OpenVPN as implemented is lower risk in my use case. YMMV.
When doing threat assessment I consider the probability of the threat occurring and severity of consequences. I come up with a probability/severity score. For the threat you outlined (device stolen, compromised then used to infiltrate my network) the score is low/low. The probability of my device being stolen is low, given history. The probability of it being compromised after theft is near zero. The consequences of my VPN being compromised are low. Node-RED runs on an isolated subnet and compromise beyond that is unlikely. At worst someone could play with the lights or thermostat.
When I assess the threat of putting my Node-RED instance on the internet (even momentarily), I consider the probability of a bot poking at it to be medium. The consequences of compromise are still low. As far as I can tell you aren't doing anything to authenticate beyond username/password vs. OpenVPN using key signed packets for SSL handshake and certificates signed by my key for authentication. I haven't evaluated but I don't think Node-RED was designed to be hardened, internet-facing software. OpenVPN was designed for that. The NGROK solution scores medium/low, a move in the wrong direction for my use case.
Node-RED could start/stop a VPN server as you do the NGROK server and accomplish the same thing. What's to stop someone from using Telegram on the stolen/compromised device to start the NGROK server?

Tasks to complete:
A: In the text, what score does the writer give the NGROK solution?
B: Reproduce a passage from the text, beginning at the words "Node-RED could start/stop" and stopping after "the NGROK server?".
Rely only on the text above to answer.

Pointing entries for labeled objects:

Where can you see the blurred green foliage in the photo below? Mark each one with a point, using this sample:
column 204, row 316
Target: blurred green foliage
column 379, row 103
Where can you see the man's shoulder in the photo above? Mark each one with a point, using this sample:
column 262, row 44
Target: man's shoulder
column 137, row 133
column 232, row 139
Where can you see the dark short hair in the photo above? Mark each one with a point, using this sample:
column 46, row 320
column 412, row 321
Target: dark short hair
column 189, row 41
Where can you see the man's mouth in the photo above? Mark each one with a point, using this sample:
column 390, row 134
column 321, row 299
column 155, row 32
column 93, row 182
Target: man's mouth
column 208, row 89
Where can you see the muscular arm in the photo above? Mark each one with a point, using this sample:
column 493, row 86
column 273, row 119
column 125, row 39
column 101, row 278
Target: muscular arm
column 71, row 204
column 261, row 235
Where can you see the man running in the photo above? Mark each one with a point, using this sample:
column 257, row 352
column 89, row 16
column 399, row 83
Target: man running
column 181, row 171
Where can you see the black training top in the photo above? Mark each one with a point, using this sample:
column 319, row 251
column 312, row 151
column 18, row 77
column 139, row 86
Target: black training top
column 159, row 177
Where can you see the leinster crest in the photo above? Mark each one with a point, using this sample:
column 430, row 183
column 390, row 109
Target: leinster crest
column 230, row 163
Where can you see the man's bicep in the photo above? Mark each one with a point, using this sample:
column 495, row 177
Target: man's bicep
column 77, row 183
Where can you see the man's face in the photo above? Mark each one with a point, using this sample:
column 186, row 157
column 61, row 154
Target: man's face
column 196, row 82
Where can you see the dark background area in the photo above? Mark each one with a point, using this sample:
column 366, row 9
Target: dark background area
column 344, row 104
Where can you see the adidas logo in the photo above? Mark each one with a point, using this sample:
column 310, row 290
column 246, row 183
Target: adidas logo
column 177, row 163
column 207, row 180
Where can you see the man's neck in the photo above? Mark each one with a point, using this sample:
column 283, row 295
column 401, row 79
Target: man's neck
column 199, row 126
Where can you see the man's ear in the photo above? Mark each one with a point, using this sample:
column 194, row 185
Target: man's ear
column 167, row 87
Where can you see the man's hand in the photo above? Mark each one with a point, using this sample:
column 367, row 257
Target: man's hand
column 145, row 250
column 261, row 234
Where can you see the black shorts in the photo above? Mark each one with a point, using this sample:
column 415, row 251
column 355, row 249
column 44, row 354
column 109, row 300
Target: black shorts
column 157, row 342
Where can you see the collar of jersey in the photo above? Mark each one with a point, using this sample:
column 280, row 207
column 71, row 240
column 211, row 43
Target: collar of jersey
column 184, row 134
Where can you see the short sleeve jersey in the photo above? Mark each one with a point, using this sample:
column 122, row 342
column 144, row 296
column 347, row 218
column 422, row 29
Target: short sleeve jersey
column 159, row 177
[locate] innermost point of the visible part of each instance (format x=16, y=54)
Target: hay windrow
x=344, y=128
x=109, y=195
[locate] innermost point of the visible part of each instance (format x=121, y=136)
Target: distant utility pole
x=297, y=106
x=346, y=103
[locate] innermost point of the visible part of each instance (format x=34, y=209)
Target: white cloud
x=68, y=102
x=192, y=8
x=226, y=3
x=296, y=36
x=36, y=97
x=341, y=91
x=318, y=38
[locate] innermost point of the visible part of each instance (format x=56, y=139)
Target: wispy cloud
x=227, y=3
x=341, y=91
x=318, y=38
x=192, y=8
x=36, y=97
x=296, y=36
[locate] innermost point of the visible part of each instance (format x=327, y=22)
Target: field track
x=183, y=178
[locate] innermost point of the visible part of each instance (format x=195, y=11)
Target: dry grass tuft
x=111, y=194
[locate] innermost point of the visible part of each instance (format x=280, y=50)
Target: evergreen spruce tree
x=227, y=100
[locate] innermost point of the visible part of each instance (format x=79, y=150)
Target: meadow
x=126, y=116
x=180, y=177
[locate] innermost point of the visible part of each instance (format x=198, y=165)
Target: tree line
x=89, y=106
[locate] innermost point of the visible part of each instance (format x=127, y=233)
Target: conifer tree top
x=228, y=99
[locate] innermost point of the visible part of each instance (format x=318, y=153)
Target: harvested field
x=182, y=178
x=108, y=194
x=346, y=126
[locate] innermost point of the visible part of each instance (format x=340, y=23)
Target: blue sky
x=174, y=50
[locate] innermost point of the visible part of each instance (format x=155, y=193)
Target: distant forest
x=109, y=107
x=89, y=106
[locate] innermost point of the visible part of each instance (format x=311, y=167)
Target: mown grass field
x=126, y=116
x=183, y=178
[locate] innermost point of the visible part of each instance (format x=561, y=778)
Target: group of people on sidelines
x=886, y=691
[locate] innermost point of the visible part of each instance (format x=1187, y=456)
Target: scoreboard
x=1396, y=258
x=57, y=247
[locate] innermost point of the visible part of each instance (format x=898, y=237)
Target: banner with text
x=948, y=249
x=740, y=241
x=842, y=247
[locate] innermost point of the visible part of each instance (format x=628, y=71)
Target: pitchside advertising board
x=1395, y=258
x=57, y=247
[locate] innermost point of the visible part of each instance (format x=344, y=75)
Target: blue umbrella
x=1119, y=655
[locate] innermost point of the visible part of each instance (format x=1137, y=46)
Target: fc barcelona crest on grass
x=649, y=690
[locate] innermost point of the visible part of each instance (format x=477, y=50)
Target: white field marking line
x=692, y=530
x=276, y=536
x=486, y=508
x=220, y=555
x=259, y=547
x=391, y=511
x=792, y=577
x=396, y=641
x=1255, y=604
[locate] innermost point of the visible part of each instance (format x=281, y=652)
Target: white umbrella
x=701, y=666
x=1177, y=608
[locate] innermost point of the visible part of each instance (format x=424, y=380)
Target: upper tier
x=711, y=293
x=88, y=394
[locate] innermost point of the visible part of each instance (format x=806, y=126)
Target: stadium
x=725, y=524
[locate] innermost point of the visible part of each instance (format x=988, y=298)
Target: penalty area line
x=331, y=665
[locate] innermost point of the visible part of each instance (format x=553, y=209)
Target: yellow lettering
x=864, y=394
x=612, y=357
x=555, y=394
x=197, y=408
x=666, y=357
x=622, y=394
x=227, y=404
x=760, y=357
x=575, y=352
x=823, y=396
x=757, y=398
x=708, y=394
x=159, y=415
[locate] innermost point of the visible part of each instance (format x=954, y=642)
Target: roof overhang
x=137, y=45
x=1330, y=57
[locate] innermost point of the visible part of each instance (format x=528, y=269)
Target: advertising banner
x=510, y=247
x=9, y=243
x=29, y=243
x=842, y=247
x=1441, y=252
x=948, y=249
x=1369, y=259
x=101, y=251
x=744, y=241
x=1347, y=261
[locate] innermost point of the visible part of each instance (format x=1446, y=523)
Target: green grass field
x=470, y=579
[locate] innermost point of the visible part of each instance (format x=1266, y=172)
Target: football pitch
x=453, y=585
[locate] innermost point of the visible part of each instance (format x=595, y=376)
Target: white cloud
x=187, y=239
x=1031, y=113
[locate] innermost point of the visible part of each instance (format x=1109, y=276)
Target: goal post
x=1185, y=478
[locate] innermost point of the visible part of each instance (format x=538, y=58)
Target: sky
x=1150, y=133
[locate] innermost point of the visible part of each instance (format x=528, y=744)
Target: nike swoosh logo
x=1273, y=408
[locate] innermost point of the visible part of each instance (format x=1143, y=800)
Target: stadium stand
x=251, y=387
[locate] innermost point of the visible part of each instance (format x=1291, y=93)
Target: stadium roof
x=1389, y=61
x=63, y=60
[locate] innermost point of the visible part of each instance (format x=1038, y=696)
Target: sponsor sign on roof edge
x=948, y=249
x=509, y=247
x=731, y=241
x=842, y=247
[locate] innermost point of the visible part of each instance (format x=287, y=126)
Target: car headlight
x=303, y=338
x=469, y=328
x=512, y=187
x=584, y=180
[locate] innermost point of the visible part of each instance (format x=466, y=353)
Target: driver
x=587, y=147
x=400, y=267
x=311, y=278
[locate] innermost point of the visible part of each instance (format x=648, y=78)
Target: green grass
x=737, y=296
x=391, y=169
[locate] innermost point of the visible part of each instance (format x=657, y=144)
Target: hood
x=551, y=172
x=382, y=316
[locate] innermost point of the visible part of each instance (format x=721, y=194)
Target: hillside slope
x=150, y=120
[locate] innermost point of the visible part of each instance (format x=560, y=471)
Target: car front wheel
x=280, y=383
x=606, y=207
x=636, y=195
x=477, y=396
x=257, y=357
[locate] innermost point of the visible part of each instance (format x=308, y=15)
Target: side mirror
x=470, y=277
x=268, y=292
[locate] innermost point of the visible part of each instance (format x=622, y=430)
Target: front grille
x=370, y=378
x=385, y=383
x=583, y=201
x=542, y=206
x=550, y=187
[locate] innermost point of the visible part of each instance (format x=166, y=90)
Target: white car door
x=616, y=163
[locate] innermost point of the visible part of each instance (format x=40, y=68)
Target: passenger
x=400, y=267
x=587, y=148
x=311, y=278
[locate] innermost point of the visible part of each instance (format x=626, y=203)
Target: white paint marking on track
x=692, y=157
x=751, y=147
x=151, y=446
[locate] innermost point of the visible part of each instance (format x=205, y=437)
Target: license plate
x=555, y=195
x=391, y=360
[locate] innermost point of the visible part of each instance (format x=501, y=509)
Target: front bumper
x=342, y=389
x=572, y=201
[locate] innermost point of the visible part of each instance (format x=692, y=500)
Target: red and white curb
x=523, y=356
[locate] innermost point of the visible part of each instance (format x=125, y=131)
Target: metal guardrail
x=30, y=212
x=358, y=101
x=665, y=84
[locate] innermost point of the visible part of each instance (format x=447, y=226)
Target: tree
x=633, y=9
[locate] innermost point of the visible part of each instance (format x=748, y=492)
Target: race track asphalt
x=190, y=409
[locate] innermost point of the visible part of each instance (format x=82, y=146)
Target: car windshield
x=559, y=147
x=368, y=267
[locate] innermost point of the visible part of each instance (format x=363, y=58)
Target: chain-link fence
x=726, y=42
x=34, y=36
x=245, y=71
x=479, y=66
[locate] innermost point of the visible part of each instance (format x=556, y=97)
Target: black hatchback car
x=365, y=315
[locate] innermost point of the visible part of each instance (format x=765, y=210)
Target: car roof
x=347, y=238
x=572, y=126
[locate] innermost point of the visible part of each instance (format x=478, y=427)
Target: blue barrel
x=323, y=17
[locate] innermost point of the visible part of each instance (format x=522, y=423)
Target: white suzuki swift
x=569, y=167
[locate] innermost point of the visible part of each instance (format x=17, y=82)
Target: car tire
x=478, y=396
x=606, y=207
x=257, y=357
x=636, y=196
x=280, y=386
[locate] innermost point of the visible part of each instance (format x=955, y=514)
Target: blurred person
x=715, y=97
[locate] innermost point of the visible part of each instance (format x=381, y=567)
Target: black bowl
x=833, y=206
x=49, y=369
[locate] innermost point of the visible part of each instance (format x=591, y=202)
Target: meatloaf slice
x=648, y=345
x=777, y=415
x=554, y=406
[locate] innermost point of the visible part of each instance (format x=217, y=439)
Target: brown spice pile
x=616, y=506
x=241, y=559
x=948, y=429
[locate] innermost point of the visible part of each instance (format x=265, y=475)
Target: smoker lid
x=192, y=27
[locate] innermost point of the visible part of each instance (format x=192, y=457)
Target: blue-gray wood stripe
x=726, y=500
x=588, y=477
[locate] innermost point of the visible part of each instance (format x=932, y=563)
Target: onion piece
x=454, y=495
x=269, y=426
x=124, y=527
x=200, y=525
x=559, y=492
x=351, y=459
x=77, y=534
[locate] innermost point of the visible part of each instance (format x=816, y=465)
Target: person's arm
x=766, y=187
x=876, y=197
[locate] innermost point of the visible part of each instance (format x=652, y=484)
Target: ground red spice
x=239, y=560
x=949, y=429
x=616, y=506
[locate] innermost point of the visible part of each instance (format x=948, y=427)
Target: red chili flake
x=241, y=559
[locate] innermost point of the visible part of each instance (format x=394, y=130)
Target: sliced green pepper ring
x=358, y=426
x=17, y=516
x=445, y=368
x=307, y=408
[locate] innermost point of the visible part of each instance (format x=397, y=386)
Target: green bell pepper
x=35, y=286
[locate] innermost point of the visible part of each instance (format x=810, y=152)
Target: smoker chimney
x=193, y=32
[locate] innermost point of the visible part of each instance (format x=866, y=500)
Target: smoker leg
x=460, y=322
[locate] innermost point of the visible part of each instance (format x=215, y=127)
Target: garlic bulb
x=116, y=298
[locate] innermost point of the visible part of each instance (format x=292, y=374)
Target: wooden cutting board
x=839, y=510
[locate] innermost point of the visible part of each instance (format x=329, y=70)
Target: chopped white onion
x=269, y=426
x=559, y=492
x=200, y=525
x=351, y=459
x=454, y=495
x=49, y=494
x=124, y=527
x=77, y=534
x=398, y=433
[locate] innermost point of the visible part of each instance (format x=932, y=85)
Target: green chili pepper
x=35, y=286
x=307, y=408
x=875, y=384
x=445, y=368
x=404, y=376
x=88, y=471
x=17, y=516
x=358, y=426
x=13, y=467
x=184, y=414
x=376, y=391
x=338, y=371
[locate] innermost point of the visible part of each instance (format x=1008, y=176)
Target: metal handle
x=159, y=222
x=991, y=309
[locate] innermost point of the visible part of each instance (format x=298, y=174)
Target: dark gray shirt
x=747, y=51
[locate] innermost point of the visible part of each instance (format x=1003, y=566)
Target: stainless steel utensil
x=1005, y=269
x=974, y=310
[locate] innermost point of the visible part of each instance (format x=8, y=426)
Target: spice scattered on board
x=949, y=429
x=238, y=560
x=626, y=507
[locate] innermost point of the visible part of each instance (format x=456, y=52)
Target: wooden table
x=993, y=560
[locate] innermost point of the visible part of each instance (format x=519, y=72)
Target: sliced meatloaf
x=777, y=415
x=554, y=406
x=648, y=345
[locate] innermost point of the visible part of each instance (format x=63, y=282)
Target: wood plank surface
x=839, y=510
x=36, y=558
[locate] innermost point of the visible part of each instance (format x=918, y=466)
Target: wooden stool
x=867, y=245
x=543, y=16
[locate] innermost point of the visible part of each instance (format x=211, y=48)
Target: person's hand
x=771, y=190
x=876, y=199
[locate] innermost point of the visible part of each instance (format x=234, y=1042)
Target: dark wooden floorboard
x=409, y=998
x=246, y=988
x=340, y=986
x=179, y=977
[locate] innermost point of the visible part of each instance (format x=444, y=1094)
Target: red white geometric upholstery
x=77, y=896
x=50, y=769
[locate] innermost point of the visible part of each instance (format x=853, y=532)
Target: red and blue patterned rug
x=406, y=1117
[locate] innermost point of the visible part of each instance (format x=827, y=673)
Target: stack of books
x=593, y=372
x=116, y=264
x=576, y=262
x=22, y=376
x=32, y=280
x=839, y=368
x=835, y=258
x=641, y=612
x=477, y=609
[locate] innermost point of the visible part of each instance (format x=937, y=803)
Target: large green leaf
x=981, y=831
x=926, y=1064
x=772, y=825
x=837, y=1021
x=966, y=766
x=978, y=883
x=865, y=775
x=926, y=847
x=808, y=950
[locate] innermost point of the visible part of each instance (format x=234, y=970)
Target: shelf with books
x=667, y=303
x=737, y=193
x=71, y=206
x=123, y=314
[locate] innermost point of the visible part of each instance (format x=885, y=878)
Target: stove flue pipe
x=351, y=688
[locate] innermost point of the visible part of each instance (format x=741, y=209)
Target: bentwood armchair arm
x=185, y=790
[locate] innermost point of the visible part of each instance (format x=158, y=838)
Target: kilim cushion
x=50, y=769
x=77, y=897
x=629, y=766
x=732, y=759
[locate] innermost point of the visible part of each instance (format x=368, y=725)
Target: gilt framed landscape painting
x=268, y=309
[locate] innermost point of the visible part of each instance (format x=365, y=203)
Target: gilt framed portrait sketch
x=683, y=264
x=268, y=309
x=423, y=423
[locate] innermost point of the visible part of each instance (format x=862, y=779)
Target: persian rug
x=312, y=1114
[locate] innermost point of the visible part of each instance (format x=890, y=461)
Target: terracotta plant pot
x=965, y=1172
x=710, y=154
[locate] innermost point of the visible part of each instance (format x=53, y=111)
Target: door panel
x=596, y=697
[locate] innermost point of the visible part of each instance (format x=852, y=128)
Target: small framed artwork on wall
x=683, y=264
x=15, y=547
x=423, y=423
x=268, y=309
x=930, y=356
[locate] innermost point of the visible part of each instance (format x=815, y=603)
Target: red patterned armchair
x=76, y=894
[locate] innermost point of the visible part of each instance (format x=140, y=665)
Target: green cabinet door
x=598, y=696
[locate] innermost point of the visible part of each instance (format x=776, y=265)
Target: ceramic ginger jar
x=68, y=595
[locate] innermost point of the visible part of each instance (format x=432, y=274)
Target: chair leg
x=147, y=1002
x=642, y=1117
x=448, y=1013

Answers in order:
A: Medium/low.

B:
Node-RED could start/stop a VPN server as you do the NGROK server and accomplish the same thing. What's to stop someone from using Telegram on the stolen/compromised device to start the NGROK server?